Text segment:
++++

I just can't help it.
Right when I wake up, I think of you. Throughout my day I think of you. Somehow some things remind me of you. Certain smells, places, songs, and it might be nonesense, but particular voices and sound make me think of you.
I especially think of you the most when I feel down. Ironically, though you are the sole reason why I feel a bit sad at the moment, you're the one whom I think of when I'm not having the best day. Simply because I relied on you the most, and because with you I felt like I'm strong enough to surpass anything. You gave me a sense of secruity. And it made me feel good. Maybe it's why you're also the first one that I remember when I feel happy. When I accomplished something. I wanted to share with you the events, people, things, that also made me smile besides you.
Thankfully, my life at the moment includes a plethora of things to do. They temporarily prevent me from thinking of you. Sometimes they work. Other times they're useless.
That's when I start to hate myself.
And I hate myself more when I start to wonder about things. I often have a lot of questions about you. Are you going to sleep early? What time did you get home? Did you have a good day or a bad one? Were you able to eat breakfast? Lunch? Dinner? What are you going to do tomorrow? Who are with? What are you doing now? Are you thinking about me? Perhaps asking these same questions? Or is it completely the opposite? Have you found someone else?

++++

Records shown:
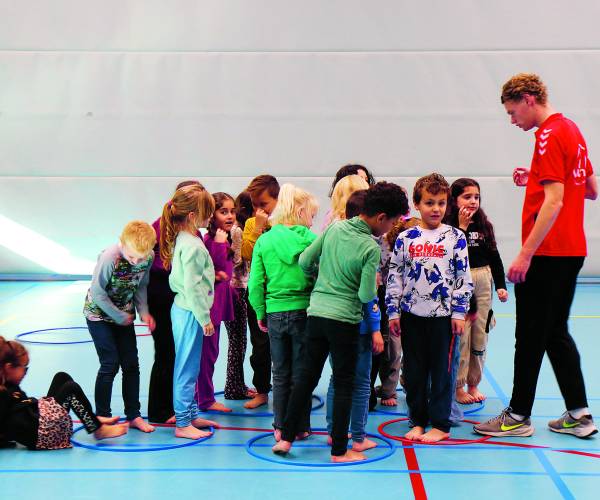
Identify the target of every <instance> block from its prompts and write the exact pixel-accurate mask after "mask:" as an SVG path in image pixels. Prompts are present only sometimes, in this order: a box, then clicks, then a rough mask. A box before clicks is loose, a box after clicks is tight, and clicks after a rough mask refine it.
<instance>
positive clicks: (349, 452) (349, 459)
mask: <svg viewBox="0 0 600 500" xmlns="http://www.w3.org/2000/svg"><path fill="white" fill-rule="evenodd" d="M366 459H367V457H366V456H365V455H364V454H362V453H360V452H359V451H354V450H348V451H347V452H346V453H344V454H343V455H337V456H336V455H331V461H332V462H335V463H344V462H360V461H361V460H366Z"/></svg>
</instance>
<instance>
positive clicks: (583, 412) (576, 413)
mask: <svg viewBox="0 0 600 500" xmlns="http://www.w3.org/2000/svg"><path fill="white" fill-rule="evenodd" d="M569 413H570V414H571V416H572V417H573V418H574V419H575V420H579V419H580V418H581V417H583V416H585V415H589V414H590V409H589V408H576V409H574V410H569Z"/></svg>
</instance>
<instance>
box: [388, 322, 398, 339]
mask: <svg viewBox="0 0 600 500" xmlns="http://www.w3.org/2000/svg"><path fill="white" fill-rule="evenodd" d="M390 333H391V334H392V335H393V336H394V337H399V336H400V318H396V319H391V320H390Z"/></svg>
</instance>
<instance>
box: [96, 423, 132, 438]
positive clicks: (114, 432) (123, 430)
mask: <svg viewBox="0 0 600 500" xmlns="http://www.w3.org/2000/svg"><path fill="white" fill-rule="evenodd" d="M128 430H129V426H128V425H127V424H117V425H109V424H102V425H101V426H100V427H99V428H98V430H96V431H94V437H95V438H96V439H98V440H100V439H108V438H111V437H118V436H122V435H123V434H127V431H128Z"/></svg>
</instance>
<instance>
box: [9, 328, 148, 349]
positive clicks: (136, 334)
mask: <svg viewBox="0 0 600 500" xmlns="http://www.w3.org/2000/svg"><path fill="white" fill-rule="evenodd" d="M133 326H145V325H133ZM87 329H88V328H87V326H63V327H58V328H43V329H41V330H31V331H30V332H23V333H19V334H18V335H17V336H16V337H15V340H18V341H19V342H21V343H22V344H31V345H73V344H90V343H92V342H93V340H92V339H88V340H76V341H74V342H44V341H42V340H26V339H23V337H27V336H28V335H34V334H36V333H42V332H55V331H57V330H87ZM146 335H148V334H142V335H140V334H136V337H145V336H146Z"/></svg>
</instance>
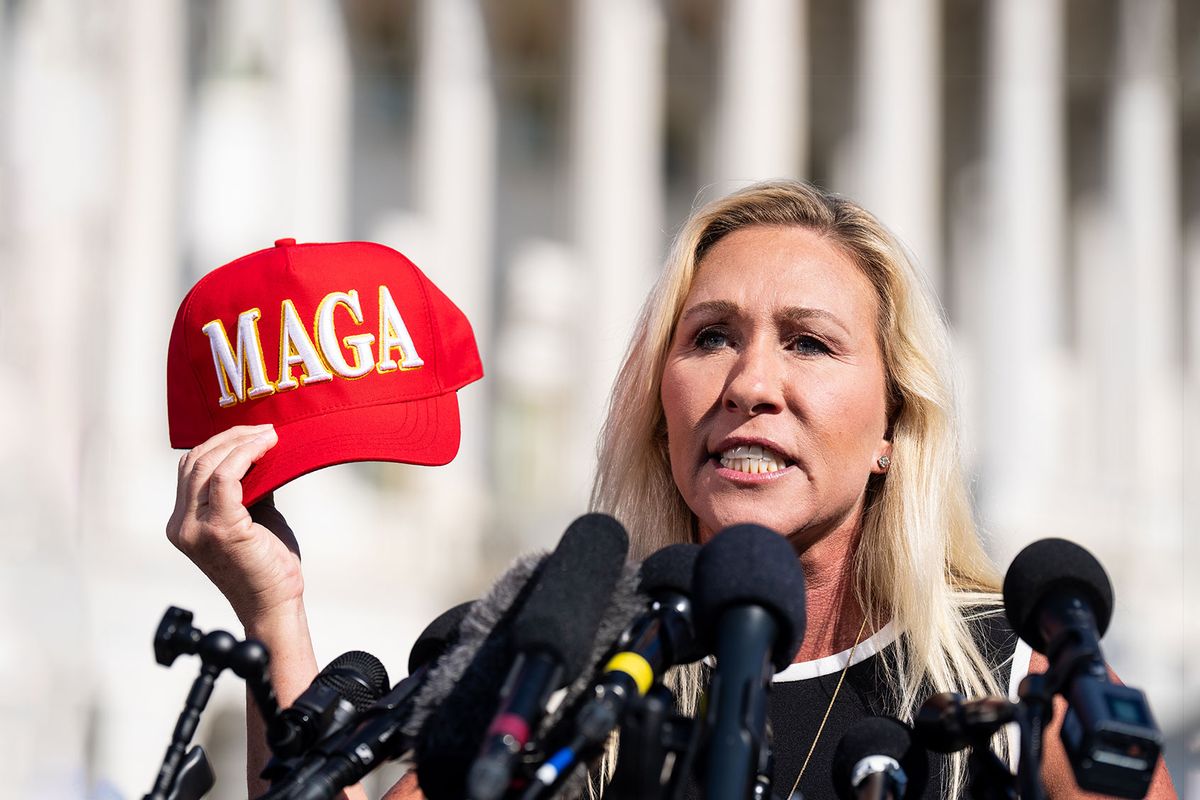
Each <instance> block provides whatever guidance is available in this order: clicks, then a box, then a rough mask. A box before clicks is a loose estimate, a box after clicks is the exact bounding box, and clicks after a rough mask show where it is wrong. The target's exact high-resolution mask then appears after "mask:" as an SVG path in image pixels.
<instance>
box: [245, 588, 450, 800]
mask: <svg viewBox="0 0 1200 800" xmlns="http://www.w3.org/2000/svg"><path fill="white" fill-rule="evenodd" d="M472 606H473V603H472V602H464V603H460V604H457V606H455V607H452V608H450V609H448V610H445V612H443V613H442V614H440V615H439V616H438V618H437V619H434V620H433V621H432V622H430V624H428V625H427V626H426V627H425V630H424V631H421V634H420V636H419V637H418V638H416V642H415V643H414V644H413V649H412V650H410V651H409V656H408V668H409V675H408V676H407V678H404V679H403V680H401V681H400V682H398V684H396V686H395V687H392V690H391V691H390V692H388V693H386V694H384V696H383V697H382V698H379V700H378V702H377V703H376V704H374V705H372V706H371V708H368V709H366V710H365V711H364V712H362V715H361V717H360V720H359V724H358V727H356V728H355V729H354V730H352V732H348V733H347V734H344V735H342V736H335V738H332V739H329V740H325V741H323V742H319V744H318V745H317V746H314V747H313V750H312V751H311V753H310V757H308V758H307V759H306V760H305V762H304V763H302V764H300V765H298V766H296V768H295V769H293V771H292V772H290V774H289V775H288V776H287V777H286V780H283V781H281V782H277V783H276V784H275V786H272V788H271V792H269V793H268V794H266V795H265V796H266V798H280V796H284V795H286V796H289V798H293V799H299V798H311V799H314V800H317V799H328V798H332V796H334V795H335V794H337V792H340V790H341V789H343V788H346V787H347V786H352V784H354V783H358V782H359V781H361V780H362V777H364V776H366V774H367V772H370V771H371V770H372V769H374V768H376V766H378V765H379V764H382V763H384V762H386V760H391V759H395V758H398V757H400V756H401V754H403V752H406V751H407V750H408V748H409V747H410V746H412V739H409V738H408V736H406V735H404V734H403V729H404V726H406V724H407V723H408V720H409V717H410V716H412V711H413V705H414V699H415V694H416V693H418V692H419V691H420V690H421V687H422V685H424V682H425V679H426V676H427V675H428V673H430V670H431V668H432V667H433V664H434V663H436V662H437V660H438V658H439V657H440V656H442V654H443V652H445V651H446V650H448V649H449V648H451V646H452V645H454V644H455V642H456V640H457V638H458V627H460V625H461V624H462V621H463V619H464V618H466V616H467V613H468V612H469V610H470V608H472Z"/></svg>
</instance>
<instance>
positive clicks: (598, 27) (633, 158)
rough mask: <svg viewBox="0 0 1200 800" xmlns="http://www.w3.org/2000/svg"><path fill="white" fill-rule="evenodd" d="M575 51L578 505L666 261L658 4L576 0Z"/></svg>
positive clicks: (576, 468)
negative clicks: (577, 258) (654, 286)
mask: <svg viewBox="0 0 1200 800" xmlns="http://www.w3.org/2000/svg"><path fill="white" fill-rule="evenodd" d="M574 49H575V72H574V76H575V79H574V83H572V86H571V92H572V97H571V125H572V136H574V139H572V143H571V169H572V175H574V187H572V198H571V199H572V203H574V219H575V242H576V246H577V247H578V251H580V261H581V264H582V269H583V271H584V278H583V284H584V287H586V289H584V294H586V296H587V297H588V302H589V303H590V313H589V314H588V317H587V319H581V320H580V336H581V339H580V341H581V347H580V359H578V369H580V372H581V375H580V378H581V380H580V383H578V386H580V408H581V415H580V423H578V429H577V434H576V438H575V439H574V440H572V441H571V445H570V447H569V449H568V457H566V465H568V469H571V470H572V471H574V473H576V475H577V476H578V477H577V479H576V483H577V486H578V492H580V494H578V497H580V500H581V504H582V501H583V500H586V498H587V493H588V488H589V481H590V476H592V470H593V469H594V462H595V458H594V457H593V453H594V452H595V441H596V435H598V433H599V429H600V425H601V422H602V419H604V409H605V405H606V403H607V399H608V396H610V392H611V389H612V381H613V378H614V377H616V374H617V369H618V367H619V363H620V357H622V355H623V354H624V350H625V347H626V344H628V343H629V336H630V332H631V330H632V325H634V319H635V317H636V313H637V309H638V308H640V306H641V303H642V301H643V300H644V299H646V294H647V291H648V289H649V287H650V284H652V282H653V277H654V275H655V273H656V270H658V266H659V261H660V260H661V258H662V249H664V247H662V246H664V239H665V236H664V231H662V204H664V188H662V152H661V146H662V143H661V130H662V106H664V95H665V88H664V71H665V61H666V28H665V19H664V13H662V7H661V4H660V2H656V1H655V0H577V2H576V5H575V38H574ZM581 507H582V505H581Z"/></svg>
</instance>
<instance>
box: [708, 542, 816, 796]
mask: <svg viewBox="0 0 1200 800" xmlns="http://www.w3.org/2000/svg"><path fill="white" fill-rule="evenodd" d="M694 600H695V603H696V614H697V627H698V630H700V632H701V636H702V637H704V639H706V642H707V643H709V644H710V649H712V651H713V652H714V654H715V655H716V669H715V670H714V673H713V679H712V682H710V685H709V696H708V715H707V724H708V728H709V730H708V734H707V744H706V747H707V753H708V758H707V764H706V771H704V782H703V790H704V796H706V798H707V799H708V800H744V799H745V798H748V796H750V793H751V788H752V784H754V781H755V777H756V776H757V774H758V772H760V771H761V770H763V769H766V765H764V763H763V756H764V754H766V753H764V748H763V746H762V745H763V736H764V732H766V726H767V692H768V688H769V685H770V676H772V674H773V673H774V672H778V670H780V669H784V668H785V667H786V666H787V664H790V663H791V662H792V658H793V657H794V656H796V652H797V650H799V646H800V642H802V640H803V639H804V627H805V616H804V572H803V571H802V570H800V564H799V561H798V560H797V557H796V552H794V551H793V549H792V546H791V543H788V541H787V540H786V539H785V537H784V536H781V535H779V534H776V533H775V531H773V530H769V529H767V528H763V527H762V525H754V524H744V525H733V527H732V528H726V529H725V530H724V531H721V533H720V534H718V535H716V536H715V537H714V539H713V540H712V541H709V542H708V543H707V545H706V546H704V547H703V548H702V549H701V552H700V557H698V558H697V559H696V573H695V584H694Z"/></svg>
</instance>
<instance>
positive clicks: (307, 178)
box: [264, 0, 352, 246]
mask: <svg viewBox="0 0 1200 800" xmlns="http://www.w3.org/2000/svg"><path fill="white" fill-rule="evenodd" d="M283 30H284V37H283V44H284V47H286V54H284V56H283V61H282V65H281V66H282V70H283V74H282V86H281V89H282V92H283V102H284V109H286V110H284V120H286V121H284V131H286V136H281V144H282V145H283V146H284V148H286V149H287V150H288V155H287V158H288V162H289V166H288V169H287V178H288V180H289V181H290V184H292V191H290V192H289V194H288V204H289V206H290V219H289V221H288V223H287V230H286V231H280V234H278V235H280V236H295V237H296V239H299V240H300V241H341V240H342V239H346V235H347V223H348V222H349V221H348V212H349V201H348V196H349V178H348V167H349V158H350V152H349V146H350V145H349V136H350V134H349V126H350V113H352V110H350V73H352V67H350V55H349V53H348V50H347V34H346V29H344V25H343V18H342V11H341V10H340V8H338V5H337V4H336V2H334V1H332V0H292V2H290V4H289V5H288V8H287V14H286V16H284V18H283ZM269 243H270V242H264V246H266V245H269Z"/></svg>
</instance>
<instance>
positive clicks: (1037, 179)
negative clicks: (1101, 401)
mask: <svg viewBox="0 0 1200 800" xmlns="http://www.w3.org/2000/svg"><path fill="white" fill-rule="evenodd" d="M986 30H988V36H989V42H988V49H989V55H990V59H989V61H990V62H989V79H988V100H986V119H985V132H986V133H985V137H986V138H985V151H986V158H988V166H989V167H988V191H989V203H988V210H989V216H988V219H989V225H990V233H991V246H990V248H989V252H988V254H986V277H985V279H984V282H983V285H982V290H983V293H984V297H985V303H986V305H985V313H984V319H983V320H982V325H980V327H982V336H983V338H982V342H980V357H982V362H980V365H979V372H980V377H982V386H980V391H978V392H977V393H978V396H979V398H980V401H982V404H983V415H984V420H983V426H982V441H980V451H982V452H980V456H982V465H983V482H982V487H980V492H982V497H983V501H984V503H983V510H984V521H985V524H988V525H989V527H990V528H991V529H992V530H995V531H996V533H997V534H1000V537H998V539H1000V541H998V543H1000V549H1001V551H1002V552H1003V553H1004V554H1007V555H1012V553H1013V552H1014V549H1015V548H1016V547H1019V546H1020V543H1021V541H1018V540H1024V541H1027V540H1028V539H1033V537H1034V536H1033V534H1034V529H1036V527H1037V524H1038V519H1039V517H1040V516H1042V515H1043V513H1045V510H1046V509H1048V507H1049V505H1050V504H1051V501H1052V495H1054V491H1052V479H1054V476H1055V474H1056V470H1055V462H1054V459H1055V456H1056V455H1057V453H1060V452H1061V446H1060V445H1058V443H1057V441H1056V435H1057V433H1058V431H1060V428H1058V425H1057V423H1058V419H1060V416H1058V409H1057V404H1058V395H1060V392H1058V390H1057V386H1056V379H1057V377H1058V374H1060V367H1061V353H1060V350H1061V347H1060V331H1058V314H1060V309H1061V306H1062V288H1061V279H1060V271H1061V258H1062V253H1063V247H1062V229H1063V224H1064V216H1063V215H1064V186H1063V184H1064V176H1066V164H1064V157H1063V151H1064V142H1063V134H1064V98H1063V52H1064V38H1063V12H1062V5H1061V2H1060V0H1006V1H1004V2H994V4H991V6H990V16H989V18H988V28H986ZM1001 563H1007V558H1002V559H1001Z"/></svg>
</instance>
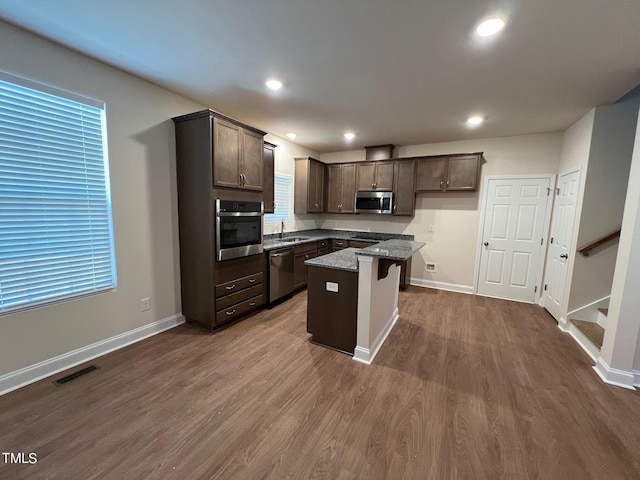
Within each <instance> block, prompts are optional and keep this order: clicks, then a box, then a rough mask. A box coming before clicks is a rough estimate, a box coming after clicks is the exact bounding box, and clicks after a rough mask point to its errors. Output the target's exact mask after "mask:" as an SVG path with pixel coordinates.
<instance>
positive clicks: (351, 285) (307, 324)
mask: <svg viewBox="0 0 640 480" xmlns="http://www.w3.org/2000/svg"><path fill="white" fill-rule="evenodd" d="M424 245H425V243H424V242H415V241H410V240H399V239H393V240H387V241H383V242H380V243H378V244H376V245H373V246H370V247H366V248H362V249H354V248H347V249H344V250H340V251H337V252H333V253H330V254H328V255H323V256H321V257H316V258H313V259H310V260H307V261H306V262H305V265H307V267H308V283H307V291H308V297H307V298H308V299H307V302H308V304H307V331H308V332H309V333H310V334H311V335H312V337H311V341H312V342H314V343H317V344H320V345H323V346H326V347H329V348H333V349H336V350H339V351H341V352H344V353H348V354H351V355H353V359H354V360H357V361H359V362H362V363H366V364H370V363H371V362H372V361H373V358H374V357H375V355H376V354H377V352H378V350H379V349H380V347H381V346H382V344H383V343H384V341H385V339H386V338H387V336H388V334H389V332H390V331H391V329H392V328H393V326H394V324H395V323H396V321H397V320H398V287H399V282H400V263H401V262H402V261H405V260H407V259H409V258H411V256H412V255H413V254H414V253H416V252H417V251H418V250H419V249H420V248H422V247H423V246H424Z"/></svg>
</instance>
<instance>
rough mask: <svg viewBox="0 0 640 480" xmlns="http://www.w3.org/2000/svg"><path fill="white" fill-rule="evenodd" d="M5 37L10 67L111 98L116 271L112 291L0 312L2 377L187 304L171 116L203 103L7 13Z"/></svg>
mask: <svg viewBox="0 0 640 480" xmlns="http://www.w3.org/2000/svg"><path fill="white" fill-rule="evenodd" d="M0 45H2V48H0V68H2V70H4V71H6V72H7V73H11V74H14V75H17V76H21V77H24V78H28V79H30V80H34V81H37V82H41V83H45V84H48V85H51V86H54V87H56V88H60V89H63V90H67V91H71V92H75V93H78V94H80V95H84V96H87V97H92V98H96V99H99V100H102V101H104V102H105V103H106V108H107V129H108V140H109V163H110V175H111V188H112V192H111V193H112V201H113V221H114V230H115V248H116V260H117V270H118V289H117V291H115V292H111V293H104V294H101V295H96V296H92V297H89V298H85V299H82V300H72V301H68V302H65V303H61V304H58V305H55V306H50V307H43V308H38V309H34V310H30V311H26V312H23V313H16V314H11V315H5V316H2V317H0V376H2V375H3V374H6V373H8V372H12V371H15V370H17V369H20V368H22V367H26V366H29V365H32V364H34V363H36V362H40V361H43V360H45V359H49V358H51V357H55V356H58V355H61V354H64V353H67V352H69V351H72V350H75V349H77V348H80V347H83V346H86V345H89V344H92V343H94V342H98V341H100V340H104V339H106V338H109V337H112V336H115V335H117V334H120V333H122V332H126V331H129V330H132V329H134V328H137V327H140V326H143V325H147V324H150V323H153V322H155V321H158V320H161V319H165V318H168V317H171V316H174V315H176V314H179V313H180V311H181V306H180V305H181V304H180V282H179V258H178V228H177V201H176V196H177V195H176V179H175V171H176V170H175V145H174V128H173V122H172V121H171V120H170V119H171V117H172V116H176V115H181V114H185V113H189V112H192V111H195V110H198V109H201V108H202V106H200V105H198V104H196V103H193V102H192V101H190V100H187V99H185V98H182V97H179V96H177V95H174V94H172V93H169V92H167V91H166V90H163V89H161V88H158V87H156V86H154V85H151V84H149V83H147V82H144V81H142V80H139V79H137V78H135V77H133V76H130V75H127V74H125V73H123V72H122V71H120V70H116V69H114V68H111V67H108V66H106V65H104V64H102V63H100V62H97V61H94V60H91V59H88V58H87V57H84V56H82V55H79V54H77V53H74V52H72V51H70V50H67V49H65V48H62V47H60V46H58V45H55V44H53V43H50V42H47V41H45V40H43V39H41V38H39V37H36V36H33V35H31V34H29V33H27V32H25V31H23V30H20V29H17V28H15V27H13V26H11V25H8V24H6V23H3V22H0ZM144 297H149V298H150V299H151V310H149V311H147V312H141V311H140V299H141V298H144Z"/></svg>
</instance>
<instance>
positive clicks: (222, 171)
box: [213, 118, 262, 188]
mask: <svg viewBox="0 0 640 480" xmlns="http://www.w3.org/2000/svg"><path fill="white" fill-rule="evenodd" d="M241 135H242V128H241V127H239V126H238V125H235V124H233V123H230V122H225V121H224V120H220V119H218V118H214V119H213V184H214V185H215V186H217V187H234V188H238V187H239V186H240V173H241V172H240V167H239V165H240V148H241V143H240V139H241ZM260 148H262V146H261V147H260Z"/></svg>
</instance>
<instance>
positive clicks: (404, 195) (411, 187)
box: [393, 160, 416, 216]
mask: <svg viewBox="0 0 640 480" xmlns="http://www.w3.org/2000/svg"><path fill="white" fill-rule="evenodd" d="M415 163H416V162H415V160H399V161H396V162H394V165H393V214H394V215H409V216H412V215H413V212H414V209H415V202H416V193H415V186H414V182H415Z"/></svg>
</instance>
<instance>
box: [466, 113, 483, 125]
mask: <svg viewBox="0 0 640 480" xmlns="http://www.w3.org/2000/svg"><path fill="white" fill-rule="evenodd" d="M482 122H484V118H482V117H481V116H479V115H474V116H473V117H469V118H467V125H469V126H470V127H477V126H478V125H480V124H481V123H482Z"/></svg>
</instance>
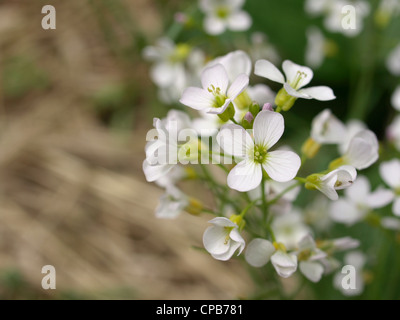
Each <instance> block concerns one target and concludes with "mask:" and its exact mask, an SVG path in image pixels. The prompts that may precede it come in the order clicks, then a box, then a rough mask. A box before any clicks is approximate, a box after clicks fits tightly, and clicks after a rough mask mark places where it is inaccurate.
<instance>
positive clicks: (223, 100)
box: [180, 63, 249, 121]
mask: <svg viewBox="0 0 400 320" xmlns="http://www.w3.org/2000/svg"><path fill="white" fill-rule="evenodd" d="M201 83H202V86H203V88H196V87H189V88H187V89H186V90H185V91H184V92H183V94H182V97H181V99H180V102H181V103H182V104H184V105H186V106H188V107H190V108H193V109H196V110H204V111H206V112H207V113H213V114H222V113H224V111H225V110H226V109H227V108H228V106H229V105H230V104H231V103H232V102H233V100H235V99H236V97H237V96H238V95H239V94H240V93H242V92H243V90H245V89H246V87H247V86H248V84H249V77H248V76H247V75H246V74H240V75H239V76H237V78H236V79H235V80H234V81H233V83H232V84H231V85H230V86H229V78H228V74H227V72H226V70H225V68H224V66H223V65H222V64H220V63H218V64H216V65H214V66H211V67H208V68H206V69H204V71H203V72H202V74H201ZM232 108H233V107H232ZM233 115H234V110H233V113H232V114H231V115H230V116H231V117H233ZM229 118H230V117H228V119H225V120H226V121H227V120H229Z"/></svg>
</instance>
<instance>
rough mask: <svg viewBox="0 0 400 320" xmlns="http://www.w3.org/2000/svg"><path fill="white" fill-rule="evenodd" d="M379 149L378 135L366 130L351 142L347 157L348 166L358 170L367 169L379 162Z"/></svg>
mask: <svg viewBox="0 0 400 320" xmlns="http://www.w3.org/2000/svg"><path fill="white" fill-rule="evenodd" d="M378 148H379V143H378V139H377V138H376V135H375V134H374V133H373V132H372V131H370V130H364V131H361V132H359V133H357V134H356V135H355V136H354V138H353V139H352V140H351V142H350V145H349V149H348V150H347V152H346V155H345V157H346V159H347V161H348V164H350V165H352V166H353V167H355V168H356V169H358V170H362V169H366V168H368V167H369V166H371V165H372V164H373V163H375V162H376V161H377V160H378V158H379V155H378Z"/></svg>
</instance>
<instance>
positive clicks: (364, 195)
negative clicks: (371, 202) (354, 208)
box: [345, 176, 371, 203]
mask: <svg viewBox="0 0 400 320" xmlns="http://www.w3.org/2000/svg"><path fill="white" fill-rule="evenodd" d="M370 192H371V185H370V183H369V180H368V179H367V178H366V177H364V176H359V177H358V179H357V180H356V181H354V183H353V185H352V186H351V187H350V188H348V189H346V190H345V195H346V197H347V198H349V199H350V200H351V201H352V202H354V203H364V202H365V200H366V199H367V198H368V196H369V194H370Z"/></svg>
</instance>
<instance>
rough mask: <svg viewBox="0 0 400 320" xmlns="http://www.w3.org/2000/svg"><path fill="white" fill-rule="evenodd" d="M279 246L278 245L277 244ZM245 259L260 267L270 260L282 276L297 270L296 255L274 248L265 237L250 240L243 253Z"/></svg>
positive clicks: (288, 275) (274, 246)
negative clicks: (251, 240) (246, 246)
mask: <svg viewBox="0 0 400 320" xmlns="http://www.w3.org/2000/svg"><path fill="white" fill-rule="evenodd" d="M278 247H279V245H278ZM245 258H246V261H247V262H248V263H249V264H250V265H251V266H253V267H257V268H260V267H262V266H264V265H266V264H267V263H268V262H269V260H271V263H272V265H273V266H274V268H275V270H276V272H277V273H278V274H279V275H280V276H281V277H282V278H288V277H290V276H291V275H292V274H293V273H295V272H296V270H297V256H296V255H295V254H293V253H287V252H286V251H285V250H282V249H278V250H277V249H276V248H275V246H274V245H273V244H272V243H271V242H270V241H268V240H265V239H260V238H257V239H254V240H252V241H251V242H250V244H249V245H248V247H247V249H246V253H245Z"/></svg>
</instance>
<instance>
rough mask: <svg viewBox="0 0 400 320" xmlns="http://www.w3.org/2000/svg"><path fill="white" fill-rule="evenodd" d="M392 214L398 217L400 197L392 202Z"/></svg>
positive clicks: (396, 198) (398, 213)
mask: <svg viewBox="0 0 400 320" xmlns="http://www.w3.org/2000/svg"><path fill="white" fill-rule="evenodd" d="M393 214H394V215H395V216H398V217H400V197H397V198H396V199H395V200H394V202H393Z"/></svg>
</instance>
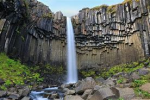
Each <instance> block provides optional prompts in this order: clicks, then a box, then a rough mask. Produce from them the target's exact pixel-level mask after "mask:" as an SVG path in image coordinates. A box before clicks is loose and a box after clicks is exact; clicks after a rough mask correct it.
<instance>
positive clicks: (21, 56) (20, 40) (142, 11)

++++

Request: Reproduce the passage from the piece about constantly thinking of someone, starting with "And I hate myself" and going on through "found someone else?".

Task solution:
And I hate myself more when I start to wonder about things. I often have a lot of questions about you. Are you going to sleep early? What time did you get home? Did you have a good day or a bad one? Were you able to eat breakfast? Lunch? Dinner? What are you going to do tomorrow? Who are with? What are you doing now? Are you thinking about me? Perhaps asking these same questions? Or is it completely the opposite? Have you found someone else?